> **Article**:
Where craft is concerned, I think our creed must be this: “First, do what you need to that is good"—then I’m certainly not opposed to the corollary, “do no harm.” It has to be.

Writing serves no higher or lower purpose than to be heretical, hopeful, romantic, disobedient.

"What was going to happen? This question, as I’ve said, seems to be at the root of most romantic encounters, and at the root of disobedience, too."
-Jane Hamilton, from Disobedience

I can’t begin to navigate the rhubarbed wire wrapped around a single human heart tonight—it's not my job, but dammit, I can cook. Let’s make ice cream, and share a spoon.

Disobedient Frozen Rhubarb-Ginger Custard Recipe:
[For my Dad, who gets and loves rhubarb, exactly for what it is and without expecting something else]

This is in stages, motivated by freshness of the ingredients (who’s going bad and how fast). None of them are hard in and of themselves. It’s all very simple once you get to the point of throwing the switch on the ice-cream maker. Of course, it’s always simple after the hard part is done.
I am pleased to say I have no idea how it will all turn out; I am sitting here listening to the machine turn. Your guess is as good as mine.

Three Ingredients: Rhubarb-ginger puree, Brown sugar scalded custard, whipping cream.

RHUBARB GINGER PUREE:
De-leaf & chop 4 stalks of rhubarb and put into a saucepan with ¾ C sugar, a peeled and chopped piece of ginger root (about the size of the fat part of your palm, right under the thumb), and a little pomegranate or blueberry juice. Simmer, cook down, squeeze the juice of one lemon, seeds and all (you're going to puree it anyway), over the mix and keep adding juice or water until it’s a syrupy consistency. The rhubarb will string out, become soft and fall apart.

> **Data extract**:
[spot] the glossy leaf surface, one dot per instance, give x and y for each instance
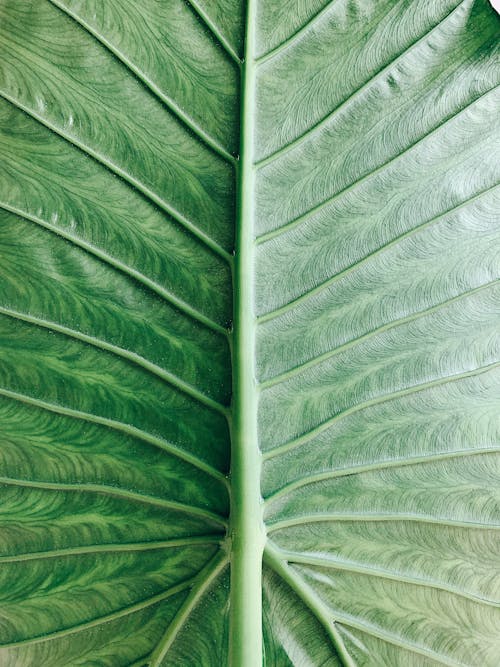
(182, 209)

> **Work instructions**:
**a.** In the rhubarb-ginger recipe, how many stalks of rhubarb go into the puree?
**b.** Reproduce verbatim everything in the rhubarb-ginger recipe from "This is in stages, motivated" down to "custard, whipping cream.".

> **The answers**:
**a.** Four stalks.

**b.**
This is in stages, motivated by freshness of the ingredients (who’s going bad and how fast). None of them are hard in and of themselves. It’s all very simple once you get to the point of throwing the switch on the ice-cream maker. Of course, it’s always simple after the hard part is done.
I am pleased to say I have no idea how it will all turn out; I am sitting here listening to the machine turn. Your guess is as good as mine.

Three Ingredients: Rhubarb-ginger puree, Brown sugar scalded custard, whipping cream.